What you should do: Repeat the records in full, exactly.

Referring expression data
════════
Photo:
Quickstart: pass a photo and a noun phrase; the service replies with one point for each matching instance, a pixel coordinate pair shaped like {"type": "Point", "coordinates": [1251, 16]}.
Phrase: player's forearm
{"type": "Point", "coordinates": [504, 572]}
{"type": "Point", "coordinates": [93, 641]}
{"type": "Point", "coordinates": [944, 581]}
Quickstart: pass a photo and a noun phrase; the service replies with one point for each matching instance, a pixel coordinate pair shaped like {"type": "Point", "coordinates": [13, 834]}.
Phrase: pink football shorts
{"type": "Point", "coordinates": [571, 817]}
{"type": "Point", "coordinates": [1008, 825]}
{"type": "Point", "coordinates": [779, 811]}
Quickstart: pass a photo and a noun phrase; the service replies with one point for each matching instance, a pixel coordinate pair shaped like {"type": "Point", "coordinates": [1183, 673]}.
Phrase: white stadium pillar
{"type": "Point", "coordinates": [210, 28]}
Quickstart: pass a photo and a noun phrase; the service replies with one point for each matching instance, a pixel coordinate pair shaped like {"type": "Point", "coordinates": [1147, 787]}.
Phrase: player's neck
════════
Expected output:
Photo:
Quickstart: pass a photo and a noun phrase; the service replies with one point for each matching instance, a pixel coordinate pair shaped like {"type": "Point", "coordinates": [1251, 16]}.
Phrase: player's forearm
{"type": "Point", "coordinates": [504, 572]}
{"type": "Point", "coordinates": [93, 641]}
{"type": "Point", "coordinates": [944, 581]}
Quickstart: pass a photo and a noun phrase; the service replies with one point for each matching instance, a pixel coordinate pair shaped like {"type": "Point", "coordinates": [13, 834]}.
Phrase: pink football shorts
{"type": "Point", "coordinates": [571, 817]}
{"type": "Point", "coordinates": [1008, 825]}
{"type": "Point", "coordinates": [779, 811]}
Quickstart: pass a photo and a noun phrase; the service replies with one point for each matching instance, a pixel coordinate pair shaped like {"type": "Point", "coordinates": [1183, 673]}.
Phrase: white stadium pillar
{"type": "Point", "coordinates": [210, 28]}
Quickstart: pass a photo and a noun phrase; the service replies with one point for each matching instance, a pixel coordinate pair shaped like {"type": "Point", "coordinates": [1147, 787]}.
Phrase: player's neck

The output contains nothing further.